• _Task set_:
1) According to the grammar syntax reference, what is appended to a name that collides with a dict attribute or a Python keyword?
2) Continue the TatSu grammar syntax reference from its last sentence, in the same style.

An alert. There will be no token returned by the parser, but an alert will be registed in the parse context and added to the current node’s parseinfo.

The ^ character may appear more than once to indicate the alert level:

assignment = identifier '=' (
    | value
    | ->'&; ^^^`could not parse value in assignment to {identifier}`

rulename

Invoke the rule named rulename. To help with lexical aspects of grammars, rules with names that begin with an uppercase letter will not advance the input over whitespace or comments.

>rulename

The include operator. Include the right hand side of rule rulename at this point.

The following set of declarations:

includable = exp1 ;

expanded = exp0 >includable exp2 ;

Has the same effect as defining expanded as:

expanded = exp0 exp1 exp2 ;

Note that the included rule must be defined before the rule that includes it.

()

The empty expression. Succeed without advancing over input. Its value is None.

!()

The fail expression. This is actually ! applied to (), which always fails.

name:e

Add the result of e to the AST using name as key. If name collides with any attribute or method of dict, or is a Python keyword, an underscore (_) will be appended to the name.

When there are no named items in a rule, the AST consists of the elements parsed by the rule, either a single item or a list. This default behavior makes it easier to write simple rules:

number = /[0-9]+/ ;

Without having to write:

number = number:/[0-9]+/ ;

When a rule has named elements, the unnamed ones are excluded from the AST (they are ignored).

name+:e

Add the result of e to the AST using name as key. Force the entry to be a list even if only one element is added. Collisions with dict attributes or Python keywords are resolved by appending an underscore to name.

@:e

The override operator. Make the AST for the complete rule be the AST for e.

The override operator is useful to recover only part of the right hand side of a rule without the need to name it, or add a semantic action. This is a typical use of the override operator:

subexp = '(' @:expre ')' ;

The AST returned for the subexp rule will be the AST recovered from invoking expre.

@+:e

Like @:e, but make the AST always be a list.

This operator is convenient in cases such as:

arglist = '(' @+:arg {',' @+:arg}* ')' ;

In which the delimiting tokens are of no interest.

$

The end of text symbol. Verify that the end of the input text has been reached.

Rules with Arguments

竜 TatSu allows rules to specify Python-style arguments:

addition(Add, op='+')
    =
    addend '+' addend
    ;

The arguments values are fixed at grammar-compilation time. An alternative syntax is available if no keyword parameters are required:

addition::Add, '+'
    =
    addend '+' addend
    ;

Semantic methods must be ready to receive any arguments declared in the corresponding rule:

def addition(self, ast, name, op=None):
    ...

When working with rule arguments, it is good to define a _default() method that is ready to take any combination of standard and keyword arguments:

def _default(self, ast, *args, **kwargs):
    ...

Based Rules

Rules may extend previously defined rules using the < operator. The base rule must be defined previously in the grammar.

The following set of declarations:

base::Param = exp1 ;

extended < base = exp2 ;

Has the same effect as defining extended as:

extended::Param = exp1 exp2 ;

Parameters from the base rule are copied to the new rule if the new rule doesn’t define its own. Repeated inheritance should be possible, but it hasn’t been tested.

• _Data shown_:
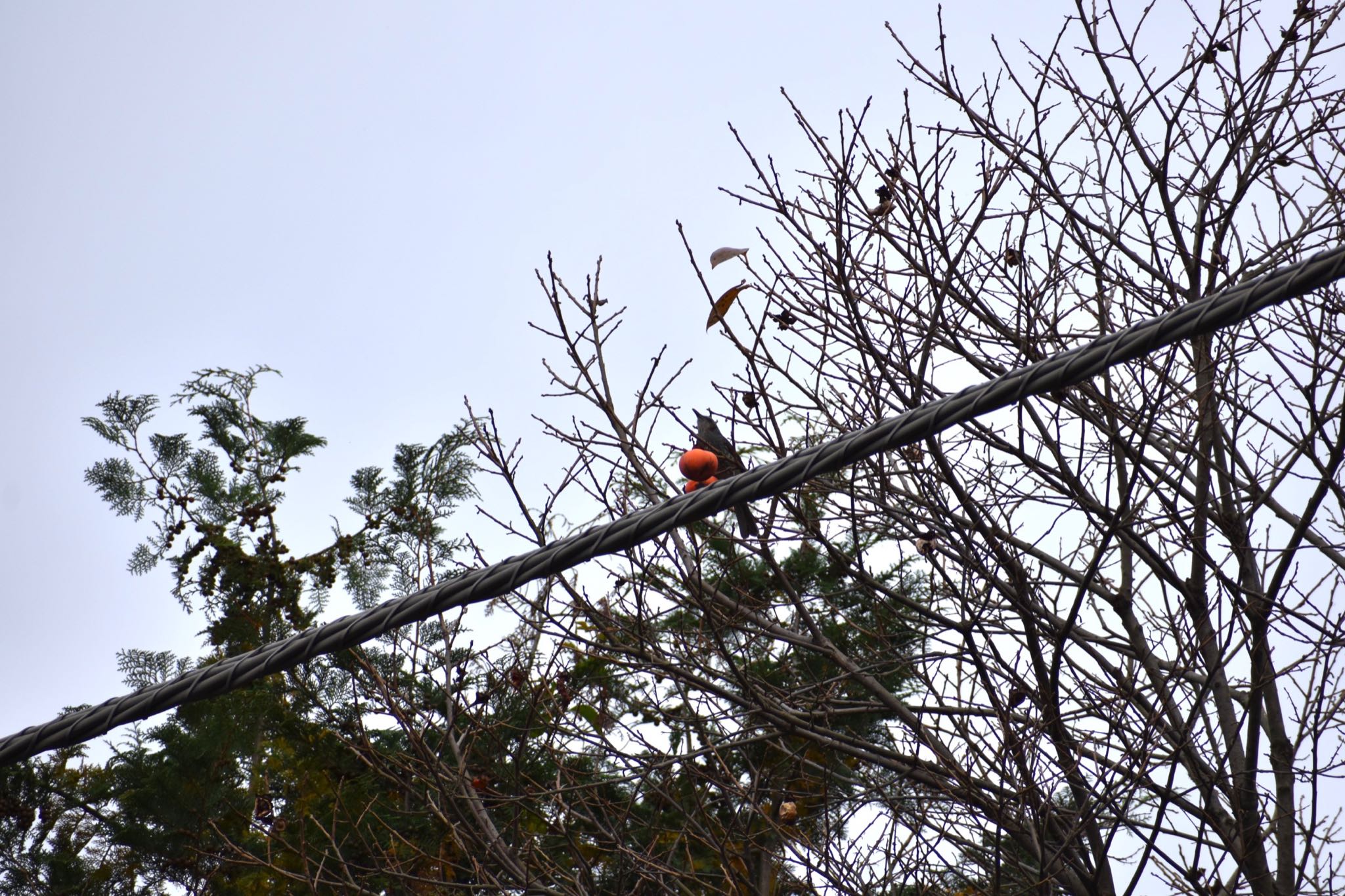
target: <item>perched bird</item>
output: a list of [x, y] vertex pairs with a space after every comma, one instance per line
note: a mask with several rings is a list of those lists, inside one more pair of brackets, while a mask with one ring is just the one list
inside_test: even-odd
[[[746, 470], [742, 458], [738, 457], [738, 450], [733, 447], [733, 442], [724, 438], [724, 433], [716, 426], [714, 418], [699, 411], [695, 411], [695, 446], [706, 451], [714, 451], [714, 455], [720, 458], [718, 476], [721, 480]], [[748, 509], [746, 504], [733, 508], [733, 513], [738, 517], [738, 532], [744, 539], [755, 539], [760, 535], [761, 529], [757, 528], [756, 520], [752, 517], [752, 510]]]
[[916, 535], [916, 553], [923, 557], [931, 556], [939, 549], [939, 533], [935, 531], [921, 532]]

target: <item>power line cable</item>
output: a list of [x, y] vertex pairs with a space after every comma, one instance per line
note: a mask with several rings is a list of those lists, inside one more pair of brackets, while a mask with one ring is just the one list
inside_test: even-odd
[[1032, 395], [1068, 388], [1102, 371], [1135, 360], [1159, 348], [1237, 324], [1252, 314], [1297, 298], [1345, 277], [1345, 246], [1319, 253], [1295, 265], [1239, 283], [1215, 296], [1182, 305], [1166, 314], [1108, 333], [1087, 345], [1010, 371], [955, 395], [921, 404], [900, 416], [880, 420], [792, 457], [759, 466], [709, 489], [678, 496], [605, 525], [580, 532], [545, 548], [475, 570], [416, 594], [308, 629], [285, 641], [257, 647], [172, 681], [114, 697], [97, 707], [77, 709], [42, 725], [0, 740], [0, 766], [46, 750], [70, 747], [108, 733], [117, 725], [217, 697], [257, 678], [284, 672], [325, 653], [354, 647], [393, 629], [453, 607], [498, 598], [543, 576], [607, 553], [635, 547], [677, 527], [703, 520], [744, 501], [780, 494], [808, 480], [835, 473], [866, 457], [927, 439], [981, 414]]

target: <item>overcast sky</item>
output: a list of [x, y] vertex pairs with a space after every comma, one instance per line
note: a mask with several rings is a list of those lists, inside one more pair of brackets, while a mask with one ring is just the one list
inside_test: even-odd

• _Answer list_:
1) An underscore (_) is appended to the name.

2)
Memoization

竜 TatSu is a packrat parser. The result of parsing a rule at a given position in the input is cached, so the next time the parser visits the same input position with the same rule the same result is returned and the input advanced, without repeating the parsing. Memoization allows for grammars that are clearer and easier to write because there’s no fear that repeating subexpressions will impact performance.

There are rules that should not be memoized. For example, rules that may succeed or not depending on the associated semantic action should not be memoized if sucess depends on more than just the input.

The @nomemo decorator turns off memoization for a particular rule:

@nomemo
INDENT = () ;

@nomemo
DEDENT = () ;

Rule Overrides

A grammar rule may be redefined by using the @override decorator:

start = ab $;

ab = 'xyz' ;

@override
ab = @:'a' {@:'b'} ;

When combined with the #include directive, rule overrides can be used to create a modified grammar without altering the original.

Grammar Name

The prefix to be used in classes generated by 竜 TatSu can be passed to the command-line tool using the -m option:

$ tatsu -m MyLanguage mygrammar.ebnf

will generate:

class MyLanguageParser(Parser):
    ...

The name can also be specified within the grammar using the @@grammar directive:

@@grammar :: MyLanguage

Whitespace

By default, 竜 TatSu generated parsers skip the usual whitespace characters with the regular expression r'\s+' using the re.UNICODE flag (or with the Pattern_White_Space property if the regex module is available), but you can change that behavior by passing a whitespace parameter to your parser.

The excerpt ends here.